> **Your instructions**:
Answer these questions on the regenerative braking text:
1. Which transistor switches the 9V DC motor?
2. What does the Arduino do to the PWM output when the brake button is pressed?
3. What example duty cycle does the text give for a higher motor speed?

> **Given passage**:
▬▬▬
Task 5: Demonstration of Regenerative Braking System Using Arduino PWM Control

Aim:

To demonstrate the concept of regenerative braking using a DC motor controlled by Arduino PWM, where the motor acts as a generator during braking, converting kinetic energy into electrical energy.

Components required:

1.9V DC motor

2.Push button

3.LED

4.220 ohm resistors

5.CL100 NPN transistor

6.Breadboard

7.Jumpers

8.Arduino uno

Theory:

In electric vehicles, regenerative braking converts the vehicle’s kinetic energy into electrical energy during deceleration, instead of wasting it as heat. The motor acts as a generator, feeding energy back into the system.

In this task:

• A 9V DC motor is powered via PWM (Pulse Width Modulation) from an Arduino Uno using a CL100 NPN transistor as a switch.
• When the push button is not pressed, the motor spins and the system simulates normal operation.
• When the push button is pressed, PWM is stopped, and the motor’s terminals are rerouted to an LED + resistor, acting as a load.
• The motor continues to spin due to inertia and acts as a generator, lighting up the LED – demonstrating regenerative braking.

Significance of PWM:

1. Speed Control of the DC Motor

• PWM allows you to control the speed of the DC motor efficiently. By adjusting the duty cycle of the PWM signal (the percentage of time the signal is HIGH in one cycle):
• Higher duty cycle (e.g., 80%) → More power to motor → Higher speed
• Lower duty cycle (e.g., 30%) → Less power → Slower speed
• This mimics real-world electric vehicle operation, where motor speed changes based on user throttle input.

1. Smooth Transition to Regenerative Braking

• The motor is first accelerated using PWM.
• On pressing the brake button, the Arduino cuts the PWM output to zero, disconnecting motor power.
• The motor then continues to spin due to inertia and acts as a generator, feeding power to the LED load.
▬▬▬
> **Entries provided**:

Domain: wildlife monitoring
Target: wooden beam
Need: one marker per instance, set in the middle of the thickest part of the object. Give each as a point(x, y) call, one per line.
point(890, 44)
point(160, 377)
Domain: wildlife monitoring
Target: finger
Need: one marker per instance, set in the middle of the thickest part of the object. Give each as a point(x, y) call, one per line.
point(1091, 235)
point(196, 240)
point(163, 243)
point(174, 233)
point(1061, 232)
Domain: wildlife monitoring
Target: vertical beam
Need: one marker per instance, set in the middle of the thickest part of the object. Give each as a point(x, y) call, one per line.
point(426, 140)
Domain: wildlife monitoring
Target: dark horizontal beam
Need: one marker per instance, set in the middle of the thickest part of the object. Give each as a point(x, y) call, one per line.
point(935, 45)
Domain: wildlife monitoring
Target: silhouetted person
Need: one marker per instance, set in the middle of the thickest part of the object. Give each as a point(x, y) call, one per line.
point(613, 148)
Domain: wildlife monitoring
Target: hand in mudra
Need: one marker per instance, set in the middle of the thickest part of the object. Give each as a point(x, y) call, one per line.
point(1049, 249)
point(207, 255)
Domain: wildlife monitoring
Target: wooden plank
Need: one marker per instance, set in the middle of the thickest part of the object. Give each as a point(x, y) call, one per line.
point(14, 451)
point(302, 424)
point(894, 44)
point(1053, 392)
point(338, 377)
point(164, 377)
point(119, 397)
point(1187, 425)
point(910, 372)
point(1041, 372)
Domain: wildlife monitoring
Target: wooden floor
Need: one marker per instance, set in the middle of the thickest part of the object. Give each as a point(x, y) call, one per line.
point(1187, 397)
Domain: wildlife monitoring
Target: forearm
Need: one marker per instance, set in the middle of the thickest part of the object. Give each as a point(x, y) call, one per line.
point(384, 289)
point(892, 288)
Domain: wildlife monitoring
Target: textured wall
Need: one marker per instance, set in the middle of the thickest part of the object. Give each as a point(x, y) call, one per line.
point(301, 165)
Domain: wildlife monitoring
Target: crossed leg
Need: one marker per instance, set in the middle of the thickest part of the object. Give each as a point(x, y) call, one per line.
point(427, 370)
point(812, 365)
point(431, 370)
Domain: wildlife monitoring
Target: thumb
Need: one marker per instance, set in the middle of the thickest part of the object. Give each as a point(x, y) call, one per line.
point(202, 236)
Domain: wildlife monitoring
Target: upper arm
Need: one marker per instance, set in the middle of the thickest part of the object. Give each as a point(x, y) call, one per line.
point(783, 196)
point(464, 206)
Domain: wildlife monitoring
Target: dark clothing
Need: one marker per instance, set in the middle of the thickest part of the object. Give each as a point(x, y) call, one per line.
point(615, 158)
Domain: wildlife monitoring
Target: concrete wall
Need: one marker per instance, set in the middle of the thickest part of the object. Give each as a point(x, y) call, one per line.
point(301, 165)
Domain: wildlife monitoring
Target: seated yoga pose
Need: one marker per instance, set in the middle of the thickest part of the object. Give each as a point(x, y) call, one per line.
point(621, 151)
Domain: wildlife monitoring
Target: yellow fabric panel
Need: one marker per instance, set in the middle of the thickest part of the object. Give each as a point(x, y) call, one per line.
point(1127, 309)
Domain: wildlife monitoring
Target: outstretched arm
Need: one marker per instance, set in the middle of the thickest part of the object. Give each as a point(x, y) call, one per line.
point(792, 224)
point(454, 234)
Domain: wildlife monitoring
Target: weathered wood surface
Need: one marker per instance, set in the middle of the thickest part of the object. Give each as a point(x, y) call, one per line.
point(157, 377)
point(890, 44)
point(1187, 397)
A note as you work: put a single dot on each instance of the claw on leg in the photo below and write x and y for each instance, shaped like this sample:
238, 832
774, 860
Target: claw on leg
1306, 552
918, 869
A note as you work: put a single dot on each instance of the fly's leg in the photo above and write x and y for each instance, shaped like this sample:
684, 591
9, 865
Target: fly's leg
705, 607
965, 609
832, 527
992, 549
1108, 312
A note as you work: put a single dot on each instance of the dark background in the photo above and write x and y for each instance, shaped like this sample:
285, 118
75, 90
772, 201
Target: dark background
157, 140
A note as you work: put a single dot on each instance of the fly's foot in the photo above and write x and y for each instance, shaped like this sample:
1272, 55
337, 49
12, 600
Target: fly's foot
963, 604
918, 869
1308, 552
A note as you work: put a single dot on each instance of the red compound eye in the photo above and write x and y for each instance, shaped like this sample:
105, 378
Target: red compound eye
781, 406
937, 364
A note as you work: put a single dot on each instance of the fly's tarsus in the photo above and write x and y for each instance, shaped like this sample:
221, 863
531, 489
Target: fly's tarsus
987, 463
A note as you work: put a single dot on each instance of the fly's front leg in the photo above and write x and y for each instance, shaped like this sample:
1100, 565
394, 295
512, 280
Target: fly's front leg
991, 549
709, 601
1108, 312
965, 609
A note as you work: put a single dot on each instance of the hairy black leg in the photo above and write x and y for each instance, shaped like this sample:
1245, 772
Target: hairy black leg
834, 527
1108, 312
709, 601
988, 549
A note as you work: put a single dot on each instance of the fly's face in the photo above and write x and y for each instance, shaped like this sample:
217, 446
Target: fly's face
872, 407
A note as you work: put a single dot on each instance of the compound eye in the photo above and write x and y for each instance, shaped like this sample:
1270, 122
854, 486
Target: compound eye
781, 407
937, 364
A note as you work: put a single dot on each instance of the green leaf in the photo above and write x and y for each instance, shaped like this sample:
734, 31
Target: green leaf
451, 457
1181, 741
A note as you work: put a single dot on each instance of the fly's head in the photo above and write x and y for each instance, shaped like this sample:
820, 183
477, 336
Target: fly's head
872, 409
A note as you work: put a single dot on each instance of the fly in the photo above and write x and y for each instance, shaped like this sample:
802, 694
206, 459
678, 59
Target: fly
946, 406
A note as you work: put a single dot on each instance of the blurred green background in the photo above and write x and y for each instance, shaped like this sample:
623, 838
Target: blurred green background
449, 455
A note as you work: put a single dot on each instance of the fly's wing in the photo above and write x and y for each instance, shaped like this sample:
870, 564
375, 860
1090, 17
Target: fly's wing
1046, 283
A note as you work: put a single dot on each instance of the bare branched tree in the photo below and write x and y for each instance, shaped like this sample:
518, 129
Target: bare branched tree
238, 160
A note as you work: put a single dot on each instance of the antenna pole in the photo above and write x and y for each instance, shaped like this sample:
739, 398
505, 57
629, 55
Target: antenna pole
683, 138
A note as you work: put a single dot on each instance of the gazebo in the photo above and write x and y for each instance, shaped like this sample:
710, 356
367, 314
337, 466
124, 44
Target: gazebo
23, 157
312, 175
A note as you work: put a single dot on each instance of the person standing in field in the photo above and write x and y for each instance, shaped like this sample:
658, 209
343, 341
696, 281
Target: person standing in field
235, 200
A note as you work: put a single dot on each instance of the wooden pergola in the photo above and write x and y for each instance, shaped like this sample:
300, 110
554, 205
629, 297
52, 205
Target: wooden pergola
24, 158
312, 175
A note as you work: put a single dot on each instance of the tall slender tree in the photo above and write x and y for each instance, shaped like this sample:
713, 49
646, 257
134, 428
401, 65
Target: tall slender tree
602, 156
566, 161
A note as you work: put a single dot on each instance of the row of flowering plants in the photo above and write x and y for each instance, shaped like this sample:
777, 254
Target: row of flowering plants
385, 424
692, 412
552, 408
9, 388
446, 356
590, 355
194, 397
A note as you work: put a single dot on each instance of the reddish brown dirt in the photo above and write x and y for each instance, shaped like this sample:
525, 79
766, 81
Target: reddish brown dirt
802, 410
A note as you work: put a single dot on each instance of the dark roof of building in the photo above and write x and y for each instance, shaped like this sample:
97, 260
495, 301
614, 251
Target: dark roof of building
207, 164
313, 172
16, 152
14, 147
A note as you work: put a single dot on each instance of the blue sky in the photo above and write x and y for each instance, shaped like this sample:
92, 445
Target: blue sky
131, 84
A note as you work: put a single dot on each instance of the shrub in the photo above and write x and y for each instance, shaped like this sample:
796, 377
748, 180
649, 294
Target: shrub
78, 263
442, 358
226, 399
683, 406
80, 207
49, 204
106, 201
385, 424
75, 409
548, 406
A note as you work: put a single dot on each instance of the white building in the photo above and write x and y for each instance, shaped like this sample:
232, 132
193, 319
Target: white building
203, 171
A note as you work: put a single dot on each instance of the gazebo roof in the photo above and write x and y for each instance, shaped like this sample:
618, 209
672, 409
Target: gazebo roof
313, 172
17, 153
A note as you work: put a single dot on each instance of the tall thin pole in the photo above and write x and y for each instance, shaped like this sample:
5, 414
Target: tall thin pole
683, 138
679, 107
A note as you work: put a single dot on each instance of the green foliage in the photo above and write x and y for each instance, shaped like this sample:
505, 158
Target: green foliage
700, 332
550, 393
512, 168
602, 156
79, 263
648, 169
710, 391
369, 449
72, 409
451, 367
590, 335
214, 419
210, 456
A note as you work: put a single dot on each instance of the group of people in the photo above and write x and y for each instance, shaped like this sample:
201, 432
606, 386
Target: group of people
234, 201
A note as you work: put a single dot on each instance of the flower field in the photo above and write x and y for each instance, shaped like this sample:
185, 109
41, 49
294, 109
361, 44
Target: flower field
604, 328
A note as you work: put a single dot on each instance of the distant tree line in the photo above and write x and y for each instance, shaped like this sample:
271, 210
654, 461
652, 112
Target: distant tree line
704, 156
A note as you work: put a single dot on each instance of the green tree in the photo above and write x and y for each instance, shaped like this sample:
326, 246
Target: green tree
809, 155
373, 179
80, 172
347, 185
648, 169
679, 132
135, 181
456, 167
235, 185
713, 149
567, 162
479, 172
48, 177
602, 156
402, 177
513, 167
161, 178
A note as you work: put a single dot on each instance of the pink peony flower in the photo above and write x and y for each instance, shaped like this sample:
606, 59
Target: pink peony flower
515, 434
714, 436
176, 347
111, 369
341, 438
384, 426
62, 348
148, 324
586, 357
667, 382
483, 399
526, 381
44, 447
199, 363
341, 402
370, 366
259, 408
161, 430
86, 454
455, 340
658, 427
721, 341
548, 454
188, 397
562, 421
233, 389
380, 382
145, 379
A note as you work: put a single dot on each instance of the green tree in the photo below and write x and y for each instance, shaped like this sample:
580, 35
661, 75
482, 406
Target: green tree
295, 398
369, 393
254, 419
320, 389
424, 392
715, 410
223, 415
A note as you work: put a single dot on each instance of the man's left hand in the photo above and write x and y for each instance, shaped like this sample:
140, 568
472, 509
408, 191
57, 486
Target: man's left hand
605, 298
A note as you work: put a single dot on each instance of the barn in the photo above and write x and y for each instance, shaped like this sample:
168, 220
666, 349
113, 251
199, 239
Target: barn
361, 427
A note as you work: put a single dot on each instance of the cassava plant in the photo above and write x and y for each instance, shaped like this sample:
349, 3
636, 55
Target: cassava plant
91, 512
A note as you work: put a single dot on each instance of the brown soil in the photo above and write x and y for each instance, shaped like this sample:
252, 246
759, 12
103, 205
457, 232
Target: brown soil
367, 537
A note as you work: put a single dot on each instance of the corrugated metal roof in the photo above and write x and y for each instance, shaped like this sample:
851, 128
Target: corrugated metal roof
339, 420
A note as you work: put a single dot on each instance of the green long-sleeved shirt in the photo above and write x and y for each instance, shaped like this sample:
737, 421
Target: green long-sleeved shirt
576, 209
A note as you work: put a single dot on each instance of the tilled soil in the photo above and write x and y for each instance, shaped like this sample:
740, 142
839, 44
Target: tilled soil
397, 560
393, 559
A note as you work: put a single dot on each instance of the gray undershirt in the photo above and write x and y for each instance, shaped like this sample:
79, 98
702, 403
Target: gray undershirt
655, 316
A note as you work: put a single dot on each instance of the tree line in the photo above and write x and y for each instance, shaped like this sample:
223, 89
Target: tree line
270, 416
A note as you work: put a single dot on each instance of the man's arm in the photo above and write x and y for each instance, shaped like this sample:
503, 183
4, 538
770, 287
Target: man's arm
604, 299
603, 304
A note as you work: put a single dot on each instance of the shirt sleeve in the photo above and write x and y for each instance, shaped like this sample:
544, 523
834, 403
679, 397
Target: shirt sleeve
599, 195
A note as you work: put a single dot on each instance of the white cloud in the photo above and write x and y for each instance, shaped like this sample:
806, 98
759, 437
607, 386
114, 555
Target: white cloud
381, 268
▬▬▬
> **Finished answer**:
1. A CL100 NPN transistor.
2. It cuts the PWM output to zero, which disconnects motor power.
3. 80%.